*** Opening Data to use ***
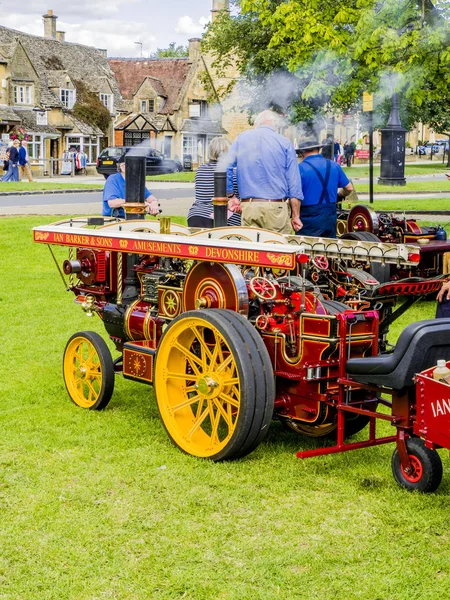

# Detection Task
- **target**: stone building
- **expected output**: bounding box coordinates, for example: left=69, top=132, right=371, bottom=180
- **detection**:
left=109, top=38, right=227, bottom=167
left=0, top=10, right=123, bottom=174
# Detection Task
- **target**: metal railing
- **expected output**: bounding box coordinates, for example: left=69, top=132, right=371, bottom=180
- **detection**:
left=30, top=157, right=97, bottom=177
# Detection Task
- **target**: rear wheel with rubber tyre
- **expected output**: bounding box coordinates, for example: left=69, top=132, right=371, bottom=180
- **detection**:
left=63, top=331, right=115, bottom=410
left=154, top=309, right=275, bottom=461
left=341, top=231, right=391, bottom=283
left=391, top=437, right=443, bottom=492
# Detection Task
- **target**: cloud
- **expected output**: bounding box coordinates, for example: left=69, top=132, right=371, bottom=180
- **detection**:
left=175, top=15, right=209, bottom=36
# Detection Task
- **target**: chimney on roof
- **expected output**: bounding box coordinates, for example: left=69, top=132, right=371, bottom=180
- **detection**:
left=55, top=31, right=65, bottom=42
left=97, top=49, right=108, bottom=59
left=211, top=0, right=230, bottom=21
left=43, top=9, right=58, bottom=39
left=188, top=38, right=201, bottom=63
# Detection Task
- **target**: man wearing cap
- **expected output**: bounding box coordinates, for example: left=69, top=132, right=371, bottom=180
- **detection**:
left=102, top=156, right=159, bottom=218
left=225, top=110, right=303, bottom=234
left=296, top=139, right=354, bottom=238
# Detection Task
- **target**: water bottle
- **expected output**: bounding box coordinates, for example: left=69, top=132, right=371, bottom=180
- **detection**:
left=432, top=360, right=450, bottom=381
left=435, top=226, right=447, bottom=241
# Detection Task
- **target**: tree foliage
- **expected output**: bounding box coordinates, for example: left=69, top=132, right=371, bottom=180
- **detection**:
left=150, top=43, right=188, bottom=58
left=203, top=0, right=450, bottom=125
left=72, top=80, right=111, bottom=135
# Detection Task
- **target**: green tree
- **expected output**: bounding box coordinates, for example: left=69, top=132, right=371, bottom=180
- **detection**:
left=72, top=80, right=111, bottom=135
left=150, top=43, right=188, bottom=58
left=203, top=0, right=450, bottom=123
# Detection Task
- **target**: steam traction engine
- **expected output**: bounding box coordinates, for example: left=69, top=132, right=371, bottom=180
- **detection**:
left=33, top=214, right=450, bottom=493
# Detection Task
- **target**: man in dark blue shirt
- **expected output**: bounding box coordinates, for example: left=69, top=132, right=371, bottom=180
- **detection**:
left=225, top=111, right=303, bottom=234
left=297, top=139, right=353, bottom=238
left=102, top=157, right=159, bottom=218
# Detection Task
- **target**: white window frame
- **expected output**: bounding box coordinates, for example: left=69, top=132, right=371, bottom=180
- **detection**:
left=140, top=100, right=147, bottom=112
left=182, top=134, right=197, bottom=161
left=27, top=133, right=44, bottom=162
left=14, top=85, right=33, bottom=105
left=66, top=135, right=101, bottom=163
left=60, top=88, right=76, bottom=109
left=189, top=103, right=201, bottom=118
left=100, top=93, right=114, bottom=113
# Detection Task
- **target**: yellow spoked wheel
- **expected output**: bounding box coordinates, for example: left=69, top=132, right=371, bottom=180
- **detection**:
left=155, top=309, right=275, bottom=461
left=63, top=331, right=115, bottom=410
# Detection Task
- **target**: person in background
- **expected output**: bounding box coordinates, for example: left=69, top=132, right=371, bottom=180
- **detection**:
left=18, top=140, right=33, bottom=182
left=0, top=139, right=20, bottom=182
left=187, top=137, right=240, bottom=228
left=296, top=139, right=354, bottom=238
left=102, top=156, right=159, bottom=218
left=334, top=138, right=341, bottom=162
left=225, top=110, right=303, bottom=234
left=436, top=280, right=450, bottom=317
left=343, top=141, right=353, bottom=167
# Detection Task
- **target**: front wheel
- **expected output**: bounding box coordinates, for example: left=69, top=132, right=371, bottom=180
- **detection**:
left=391, top=438, right=443, bottom=492
left=63, top=331, right=115, bottom=410
left=154, top=309, right=274, bottom=460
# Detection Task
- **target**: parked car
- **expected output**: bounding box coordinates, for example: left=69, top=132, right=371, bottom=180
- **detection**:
left=96, top=147, right=183, bottom=179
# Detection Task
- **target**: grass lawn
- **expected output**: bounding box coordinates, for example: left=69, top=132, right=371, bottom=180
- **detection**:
left=147, top=163, right=448, bottom=185
left=356, top=180, right=450, bottom=194
left=345, top=197, right=450, bottom=212
left=0, top=216, right=448, bottom=599
left=346, top=162, right=449, bottom=179
left=0, top=182, right=103, bottom=192
left=147, top=172, right=195, bottom=183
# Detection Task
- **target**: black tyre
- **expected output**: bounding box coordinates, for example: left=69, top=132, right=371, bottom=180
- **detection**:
left=392, top=437, right=443, bottom=492
left=63, top=331, right=115, bottom=410
left=341, top=231, right=391, bottom=283
left=154, top=309, right=274, bottom=461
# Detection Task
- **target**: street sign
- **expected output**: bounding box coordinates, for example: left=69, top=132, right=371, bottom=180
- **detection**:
left=363, top=92, right=373, bottom=112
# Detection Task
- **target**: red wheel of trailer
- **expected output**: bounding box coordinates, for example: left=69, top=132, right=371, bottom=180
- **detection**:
left=400, top=455, right=423, bottom=483
left=391, top=438, right=443, bottom=493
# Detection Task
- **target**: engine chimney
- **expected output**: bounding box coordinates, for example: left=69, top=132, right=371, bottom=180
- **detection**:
left=43, top=10, right=58, bottom=39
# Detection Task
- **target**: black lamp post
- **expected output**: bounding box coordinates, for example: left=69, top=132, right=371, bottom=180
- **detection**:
left=378, top=92, right=407, bottom=186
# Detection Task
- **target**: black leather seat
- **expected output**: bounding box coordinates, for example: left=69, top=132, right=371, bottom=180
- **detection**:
left=346, top=319, right=450, bottom=390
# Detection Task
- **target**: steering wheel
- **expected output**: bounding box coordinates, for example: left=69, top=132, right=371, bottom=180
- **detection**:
left=378, top=213, right=392, bottom=227
left=249, top=277, right=277, bottom=301
left=312, top=255, right=329, bottom=271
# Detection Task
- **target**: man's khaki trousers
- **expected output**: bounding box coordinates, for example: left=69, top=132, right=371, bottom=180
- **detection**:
left=19, top=163, right=33, bottom=182
left=241, top=201, right=292, bottom=234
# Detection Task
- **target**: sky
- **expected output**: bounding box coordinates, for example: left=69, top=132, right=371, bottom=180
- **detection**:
left=0, top=0, right=215, bottom=57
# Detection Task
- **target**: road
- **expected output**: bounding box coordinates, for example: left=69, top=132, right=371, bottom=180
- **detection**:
left=0, top=184, right=195, bottom=217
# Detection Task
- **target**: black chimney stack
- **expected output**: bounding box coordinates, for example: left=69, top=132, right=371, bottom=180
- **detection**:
left=213, top=171, right=227, bottom=227
left=125, top=154, right=146, bottom=220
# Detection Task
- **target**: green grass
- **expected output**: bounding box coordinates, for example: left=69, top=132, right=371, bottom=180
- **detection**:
left=147, top=172, right=195, bottom=183
left=356, top=180, right=450, bottom=194
left=0, top=216, right=448, bottom=599
left=345, top=197, right=450, bottom=211
left=346, top=162, right=449, bottom=179
left=0, top=182, right=103, bottom=192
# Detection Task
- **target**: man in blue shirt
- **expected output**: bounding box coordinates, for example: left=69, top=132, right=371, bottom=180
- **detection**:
left=225, top=111, right=303, bottom=234
left=297, top=139, right=354, bottom=238
left=18, top=140, right=33, bottom=182
left=102, top=157, right=159, bottom=218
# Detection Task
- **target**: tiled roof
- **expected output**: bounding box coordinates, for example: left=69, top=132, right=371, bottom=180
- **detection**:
left=180, top=119, right=228, bottom=135
left=68, top=114, right=103, bottom=136
left=109, top=58, right=193, bottom=114
left=138, top=76, right=167, bottom=98
left=0, top=106, right=21, bottom=122
left=14, top=109, right=61, bottom=135
left=115, top=112, right=176, bottom=132
left=0, top=25, right=123, bottom=111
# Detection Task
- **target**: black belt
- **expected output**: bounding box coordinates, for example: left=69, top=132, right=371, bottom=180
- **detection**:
left=241, top=198, right=286, bottom=203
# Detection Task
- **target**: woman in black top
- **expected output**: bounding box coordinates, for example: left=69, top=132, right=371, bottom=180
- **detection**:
left=187, top=137, right=241, bottom=228
left=1, top=139, right=20, bottom=182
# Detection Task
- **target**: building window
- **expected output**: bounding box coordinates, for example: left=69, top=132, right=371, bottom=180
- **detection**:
left=140, top=100, right=147, bottom=112
left=140, top=99, right=155, bottom=113
left=66, top=135, right=100, bottom=162
left=100, top=93, right=114, bottom=113
left=148, top=99, right=155, bottom=113
left=124, top=131, right=151, bottom=146
left=27, top=134, right=43, bottom=161
left=182, top=134, right=197, bottom=159
left=13, top=85, right=32, bottom=105
left=189, top=100, right=208, bottom=119
left=60, top=88, right=76, bottom=109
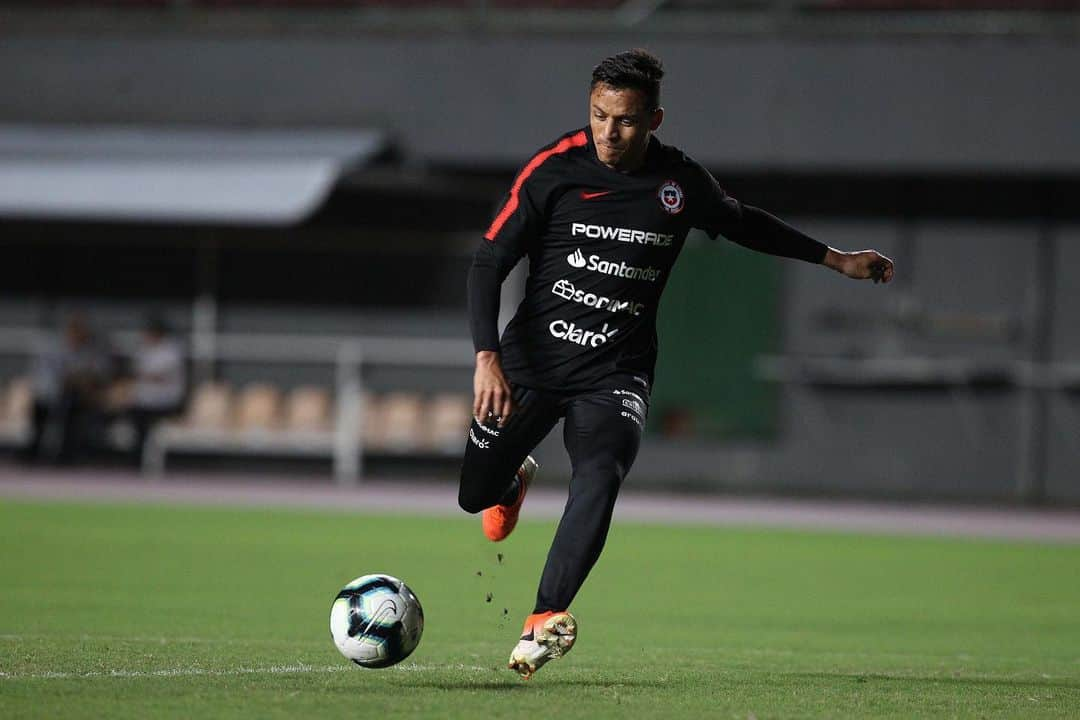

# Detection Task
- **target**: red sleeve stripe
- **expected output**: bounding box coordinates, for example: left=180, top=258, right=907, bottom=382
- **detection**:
left=484, top=130, right=588, bottom=242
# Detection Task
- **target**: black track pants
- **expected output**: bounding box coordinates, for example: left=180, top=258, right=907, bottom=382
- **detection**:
left=458, top=383, right=648, bottom=613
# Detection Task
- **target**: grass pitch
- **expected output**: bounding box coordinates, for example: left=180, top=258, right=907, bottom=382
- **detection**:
left=1, top=499, right=1078, bottom=719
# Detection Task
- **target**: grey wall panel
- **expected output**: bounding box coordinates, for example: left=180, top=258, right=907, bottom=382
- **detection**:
left=0, top=357, right=28, bottom=381
left=1051, top=225, right=1080, bottom=362
left=216, top=361, right=336, bottom=392
left=906, top=222, right=1036, bottom=360
left=769, top=388, right=1020, bottom=498
left=1, top=34, right=1078, bottom=171
left=213, top=361, right=471, bottom=396
left=0, top=299, right=45, bottom=329
left=1045, top=394, right=1080, bottom=503
left=781, top=220, right=1037, bottom=360
left=37, top=298, right=192, bottom=336
left=769, top=220, right=1037, bottom=499
left=218, top=305, right=467, bottom=338
left=1045, top=225, right=1080, bottom=503
left=779, top=219, right=904, bottom=357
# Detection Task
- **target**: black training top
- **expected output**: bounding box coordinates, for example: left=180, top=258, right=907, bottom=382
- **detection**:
left=468, top=126, right=828, bottom=394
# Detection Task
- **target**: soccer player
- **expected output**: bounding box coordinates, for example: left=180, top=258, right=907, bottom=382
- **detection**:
left=459, top=49, right=894, bottom=679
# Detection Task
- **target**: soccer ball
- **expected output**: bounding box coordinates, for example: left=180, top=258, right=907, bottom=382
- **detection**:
left=329, top=574, right=424, bottom=668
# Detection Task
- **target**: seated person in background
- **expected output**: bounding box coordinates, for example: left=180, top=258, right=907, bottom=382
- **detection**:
left=126, top=315, right=186, bottom=466
left=22, top=314, right=111, bottom=464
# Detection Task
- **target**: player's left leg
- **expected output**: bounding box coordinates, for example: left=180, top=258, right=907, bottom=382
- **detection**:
left=457, top=385, right=561, bottom=538
left=508, top=386, right=648, bottom=678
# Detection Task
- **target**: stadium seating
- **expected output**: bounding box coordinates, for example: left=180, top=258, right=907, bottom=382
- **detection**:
left=184, top=382, right=233, bottom=430
left=133, top=380, right=469, bottom=476
left=370, top=392, right=426, bottom=453
left=283, top=386, right=332, bottom=432
left=427, top=393, right=473, bottom=453
left=233, top=383, right=282, bottom=431
left=0, top=377, right=31, bottom=445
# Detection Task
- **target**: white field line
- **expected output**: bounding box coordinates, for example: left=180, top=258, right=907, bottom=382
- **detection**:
left=0, top=633, right=321, bottom=646
left=0, top=662, right=493, bottom=681
left=2, top=635, right=1072, bottom=680
left=2, top=662, right=1066, bottom=686
left=3, top=633, right=1074, bottom=667
left=677, top=646, right=1080, bottom=669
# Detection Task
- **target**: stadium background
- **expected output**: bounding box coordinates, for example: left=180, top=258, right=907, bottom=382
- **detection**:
left=2, top=0, right=1078, bottom=503
left=2, top=4, right=1080, bottom=719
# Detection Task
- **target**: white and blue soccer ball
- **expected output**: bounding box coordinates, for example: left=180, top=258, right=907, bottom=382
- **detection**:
left=329, top=574, right=424, bottom=668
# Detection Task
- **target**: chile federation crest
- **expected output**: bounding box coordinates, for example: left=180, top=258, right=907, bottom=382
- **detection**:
left=657, top=180, right=684, bottom=215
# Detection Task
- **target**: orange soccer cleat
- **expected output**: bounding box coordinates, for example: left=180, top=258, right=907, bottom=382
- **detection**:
left=481, top=455, right=538, bottom=542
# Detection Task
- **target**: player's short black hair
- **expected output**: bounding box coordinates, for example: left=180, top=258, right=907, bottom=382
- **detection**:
left=590, top=49, right=664, bottom=111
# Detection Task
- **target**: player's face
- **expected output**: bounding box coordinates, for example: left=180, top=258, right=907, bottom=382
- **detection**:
left=589, top=83, right=663, bottom=172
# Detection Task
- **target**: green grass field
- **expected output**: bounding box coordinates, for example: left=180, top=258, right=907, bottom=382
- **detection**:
left=1, top=499, right=1078, bottom=719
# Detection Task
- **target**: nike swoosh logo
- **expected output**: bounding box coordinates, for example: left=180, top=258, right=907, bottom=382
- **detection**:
left=580, top=190, right=613, bottom=200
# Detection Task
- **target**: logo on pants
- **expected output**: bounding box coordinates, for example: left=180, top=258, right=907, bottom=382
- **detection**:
left=469, top=428, right=490, bottom=449
left=614, top=389, right=647, bottom=428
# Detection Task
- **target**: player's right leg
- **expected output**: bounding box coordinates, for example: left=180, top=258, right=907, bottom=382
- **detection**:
left=457, top=385, right=560, bottom=540
left=508, top=385, right=647, bottom=679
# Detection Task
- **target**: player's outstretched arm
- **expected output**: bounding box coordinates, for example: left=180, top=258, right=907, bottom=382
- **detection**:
left=822, top=248, right=895, bottom=284
left=711, top=199, right=895, bottom=285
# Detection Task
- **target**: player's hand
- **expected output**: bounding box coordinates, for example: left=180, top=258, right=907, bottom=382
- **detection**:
left=473, top=351, right=515, bottom=429
left=824, top=249, right=895, bottom=284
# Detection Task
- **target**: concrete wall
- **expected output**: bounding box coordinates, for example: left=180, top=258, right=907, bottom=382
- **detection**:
left=3, top=27, right=1078, bottom=500
left=1045, top=224, right=1080, bottom=503
left=623, top=216, right=1080, bottom=503
left=2, top=32, right=1079, bottom=171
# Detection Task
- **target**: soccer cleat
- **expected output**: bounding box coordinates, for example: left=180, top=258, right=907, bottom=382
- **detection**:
left=508, top=611, right=577, bottom=680
left=481, top=455, right=538, bottom=542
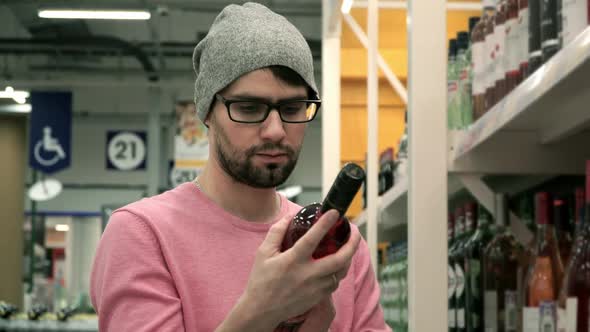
*** Closing Data to use ***
Looking at the entries above, can you reproduce exactly the lines from the one that holds "- **target**: soccer player" through the one that holds "- **target**: soccer ball", and only those?

Response area:
- **target**: soccer player
- **expected output**: bounding box coordinates, for example: left=180, top=258, right=907, bottom=382
- **detection**:
left=459, top=49, right=894, bottom=679
# Detection Task
- **target**: soccer ball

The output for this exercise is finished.